<<<<

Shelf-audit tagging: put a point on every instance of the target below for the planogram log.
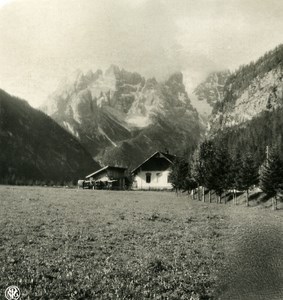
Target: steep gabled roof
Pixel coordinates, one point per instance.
(169, 157)
(104, 168)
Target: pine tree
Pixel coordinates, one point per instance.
(247, 174)
(179, 173)
(271, 174)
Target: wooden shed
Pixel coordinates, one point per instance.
(109, 177)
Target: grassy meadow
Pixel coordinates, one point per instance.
(59, 243)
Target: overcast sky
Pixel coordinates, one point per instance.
(42, 41)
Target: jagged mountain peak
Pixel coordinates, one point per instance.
(107, 109)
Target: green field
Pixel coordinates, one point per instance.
(59, 243)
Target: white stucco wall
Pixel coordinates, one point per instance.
(157, 182)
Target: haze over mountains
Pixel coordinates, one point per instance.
(120, 118)
(35, 149)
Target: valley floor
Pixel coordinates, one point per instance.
(59, 243)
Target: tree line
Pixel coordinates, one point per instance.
(214, 169)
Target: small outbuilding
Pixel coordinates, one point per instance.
(154, 172)
(109, 177)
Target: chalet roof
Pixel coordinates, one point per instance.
(169, 157)
(105, 168)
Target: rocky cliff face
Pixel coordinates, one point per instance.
(211, 90)
(34, 148)
(251, 90)
(118, 114)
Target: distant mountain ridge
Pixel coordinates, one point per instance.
(250, 90)
(120, 117)
(34, 148)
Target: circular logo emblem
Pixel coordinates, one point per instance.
(12, 293)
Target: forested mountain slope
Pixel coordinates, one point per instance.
(34, 148)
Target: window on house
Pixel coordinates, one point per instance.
(148, 177)
(157, 177)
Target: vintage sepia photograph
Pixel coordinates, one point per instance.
(141, 149)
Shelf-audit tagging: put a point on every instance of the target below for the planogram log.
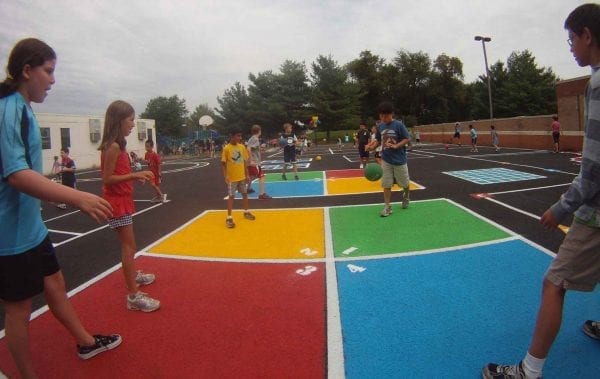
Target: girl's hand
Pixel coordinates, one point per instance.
(142, 176)
(94, 206)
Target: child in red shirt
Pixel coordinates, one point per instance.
(153, 160)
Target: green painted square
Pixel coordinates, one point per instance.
(423, 226)
(303, 175)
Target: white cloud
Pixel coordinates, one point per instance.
(137, 50)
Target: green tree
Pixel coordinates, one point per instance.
(235, 107)
(447, 98)
(336, 100)
(368, 73)
(169, 113)
(414, 81)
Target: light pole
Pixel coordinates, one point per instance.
(487, 71)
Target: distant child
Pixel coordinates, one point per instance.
(254, 169)
(576, 266)
(234, 162)
(363, 137)
(289, 150)
(495, 139)
(153, 160)
(473, 134)
(56, 170)
(393, 136)
(28, 264)
(373, 145)
(555, 133)
(457, 133)
(67, 172)
(117, 189)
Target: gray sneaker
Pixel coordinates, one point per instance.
(143, 279)
(496, 371)
(387, 210)
(142, 302)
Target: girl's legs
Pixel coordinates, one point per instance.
(128, 249)
(16, 326)
(62, 309)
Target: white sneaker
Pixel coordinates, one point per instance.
(144, 279)
(142, 302)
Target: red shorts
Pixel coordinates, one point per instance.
(255, 172)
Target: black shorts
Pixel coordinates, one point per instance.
(361, 151)
(22, 275)
(289, 155)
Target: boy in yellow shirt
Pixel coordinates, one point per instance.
(235, 169)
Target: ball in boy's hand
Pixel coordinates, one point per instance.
(373, 172)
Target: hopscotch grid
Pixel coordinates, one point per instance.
(329, 261)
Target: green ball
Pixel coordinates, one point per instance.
(373, 172)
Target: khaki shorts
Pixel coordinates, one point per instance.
(241, 187)
(577, 264)
(394, 174)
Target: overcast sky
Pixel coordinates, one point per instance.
(196, 49)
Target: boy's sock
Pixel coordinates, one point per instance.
(533, 366)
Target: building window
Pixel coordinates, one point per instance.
(46, 142)
(65, 137)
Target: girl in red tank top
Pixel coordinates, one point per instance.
(117, 189)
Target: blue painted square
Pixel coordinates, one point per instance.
(492, 175)
(447, 314)
(290, 188)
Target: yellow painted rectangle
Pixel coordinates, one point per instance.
(275, 234)
(346, 186)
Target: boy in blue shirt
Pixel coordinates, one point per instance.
(577, 263)
(393, 137)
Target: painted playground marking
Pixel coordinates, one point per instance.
(492, 175)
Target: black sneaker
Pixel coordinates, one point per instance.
(592, 329)
(493, 370)
(103, 343)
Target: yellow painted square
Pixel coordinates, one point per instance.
(346, 186)
(275, 234)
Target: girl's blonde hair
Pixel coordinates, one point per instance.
(116, 112)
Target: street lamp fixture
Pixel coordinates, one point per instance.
(487, 71)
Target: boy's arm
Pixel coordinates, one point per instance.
(36, 185)
(586, 186)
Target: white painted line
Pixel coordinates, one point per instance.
(531, 189)
(61, 216)
(335, 343)
(64, 232)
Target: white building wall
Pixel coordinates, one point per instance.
(84, 145)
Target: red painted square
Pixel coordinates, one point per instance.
(217, 319)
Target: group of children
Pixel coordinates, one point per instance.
(28, 264)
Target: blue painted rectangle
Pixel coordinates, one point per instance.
(291, 188)
(447, 314)
(493, 175)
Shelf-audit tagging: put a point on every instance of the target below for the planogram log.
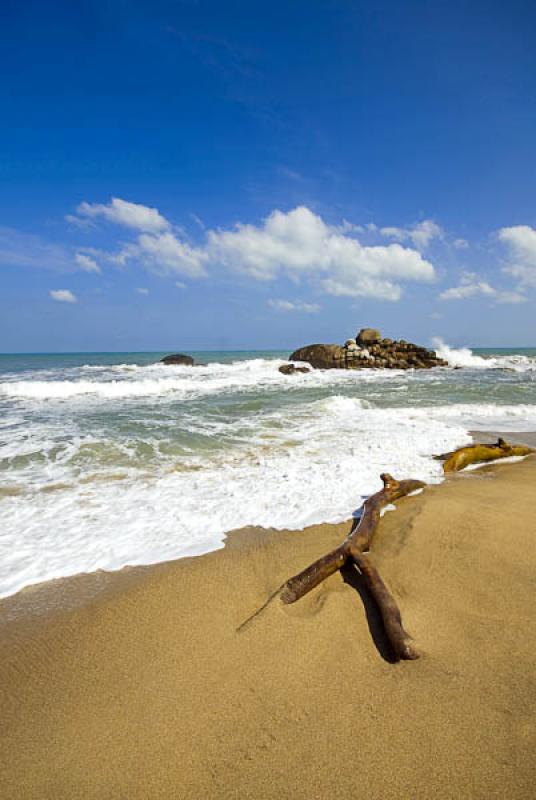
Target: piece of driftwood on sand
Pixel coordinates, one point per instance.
(480, 454)
(354, 548)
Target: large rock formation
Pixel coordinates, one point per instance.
(178, 358)
(291, 369)
(369, 350)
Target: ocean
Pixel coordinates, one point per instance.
(112, 459)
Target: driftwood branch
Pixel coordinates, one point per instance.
(480, 453)
(353, 549)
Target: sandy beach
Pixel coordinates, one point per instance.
(164, 682)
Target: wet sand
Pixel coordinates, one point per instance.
(150, 683)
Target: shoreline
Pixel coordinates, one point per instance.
(168, 700)
(73, 591)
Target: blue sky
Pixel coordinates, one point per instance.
(190, 175)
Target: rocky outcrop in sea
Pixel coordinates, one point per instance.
(369, 350)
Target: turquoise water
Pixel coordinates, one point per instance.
(109, 459)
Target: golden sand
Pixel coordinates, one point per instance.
(144, 688)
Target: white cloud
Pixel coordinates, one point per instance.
(63, 296)
(86, 263)
(298, 245)
(521, 243)
(471, 286)
(166, 253)
(420, 235)
(294, 305)
(122, 212)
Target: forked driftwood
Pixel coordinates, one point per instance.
(480, 453)
(355, 546)
(353, 550)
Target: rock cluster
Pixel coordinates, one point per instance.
(369, 350)
(290, 369)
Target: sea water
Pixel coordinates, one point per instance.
(114, 459)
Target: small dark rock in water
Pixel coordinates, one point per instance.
(321, 356)
(178, 358)
(290, 369)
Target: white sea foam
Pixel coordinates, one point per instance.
(464, 357)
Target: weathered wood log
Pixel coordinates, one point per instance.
(353, 549)
(480, 454)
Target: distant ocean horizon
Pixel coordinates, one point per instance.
(110, 459)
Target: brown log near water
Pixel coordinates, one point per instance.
(353, 549)
(481, 453)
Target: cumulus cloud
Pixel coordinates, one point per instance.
(471, 286)
(122, 212)
(294, 305)
(86, 263)
(299, 244)
(63, 296)
(420, 235)
(520, 241)
(166, 253)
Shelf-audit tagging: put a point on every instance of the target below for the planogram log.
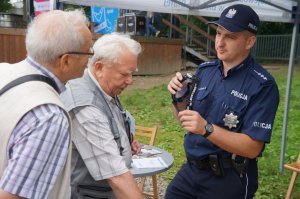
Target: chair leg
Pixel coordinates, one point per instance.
(154, 184)
(291, 186)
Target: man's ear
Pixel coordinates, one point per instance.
(250, 42)
(65, 63)
(98, 69)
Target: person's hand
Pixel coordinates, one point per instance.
(192, 121)
(175, 84)
(135, 147)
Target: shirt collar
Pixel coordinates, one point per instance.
(44, 71)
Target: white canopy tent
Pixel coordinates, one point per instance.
(268, 10)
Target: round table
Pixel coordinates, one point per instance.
(166, 156)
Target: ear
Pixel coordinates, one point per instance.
(99, 69)
(65, 64)
(250, 42)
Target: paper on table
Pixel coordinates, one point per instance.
(148, 152)
(149, 163)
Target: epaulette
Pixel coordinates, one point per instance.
(209, 63)
(261, 75)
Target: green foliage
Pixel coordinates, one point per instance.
(271, 28)
(5, 6)
(153, 107)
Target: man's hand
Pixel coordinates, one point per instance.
(192, 121)
(135, 147)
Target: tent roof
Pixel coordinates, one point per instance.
(275, 10)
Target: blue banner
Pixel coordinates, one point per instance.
(105, 19)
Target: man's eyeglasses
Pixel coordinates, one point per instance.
(91, 53)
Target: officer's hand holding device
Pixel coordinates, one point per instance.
(182, 99)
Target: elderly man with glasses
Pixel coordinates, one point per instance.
(103, 144)
(35, 141)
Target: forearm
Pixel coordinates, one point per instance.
(124, 186)
(6, 195)
(237, 143)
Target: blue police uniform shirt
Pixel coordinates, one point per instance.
(244, 101)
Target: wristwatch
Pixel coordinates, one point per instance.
(209, 128)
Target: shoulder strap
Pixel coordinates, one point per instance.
(113, 124)
(27, 78)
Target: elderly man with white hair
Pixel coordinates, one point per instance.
(103, 144)
(35, 141)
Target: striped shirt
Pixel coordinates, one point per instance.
(37, 149)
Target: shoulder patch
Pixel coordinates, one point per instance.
(261, 76)
(209, 63)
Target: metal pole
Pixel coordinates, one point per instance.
(288, 89)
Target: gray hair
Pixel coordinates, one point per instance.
(110, 46)
(54, 33)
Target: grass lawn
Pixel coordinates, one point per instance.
(153, 107)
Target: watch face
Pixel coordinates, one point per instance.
(209, 128)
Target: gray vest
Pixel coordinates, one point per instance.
(84, 92)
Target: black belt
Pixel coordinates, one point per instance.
(207, 163)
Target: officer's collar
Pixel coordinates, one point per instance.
(242, 65)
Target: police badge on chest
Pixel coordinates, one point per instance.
(230, 120)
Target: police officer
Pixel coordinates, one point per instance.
(230, 117)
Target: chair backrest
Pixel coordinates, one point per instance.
(146, 132)
(295, 166)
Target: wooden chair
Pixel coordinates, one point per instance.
(295, 167)
(143, 134)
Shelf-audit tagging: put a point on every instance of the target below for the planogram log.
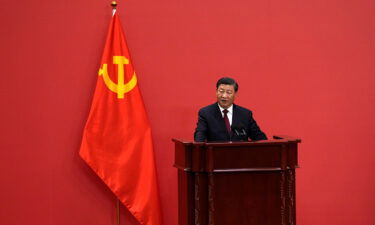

>>>>

Zbierz z listingu wszystkie wiersze, w których występuje słowo „rectangle”. Wielkość liter ma znaczenie.

Target: yellow painted rectangle
Target: blue painted rectangle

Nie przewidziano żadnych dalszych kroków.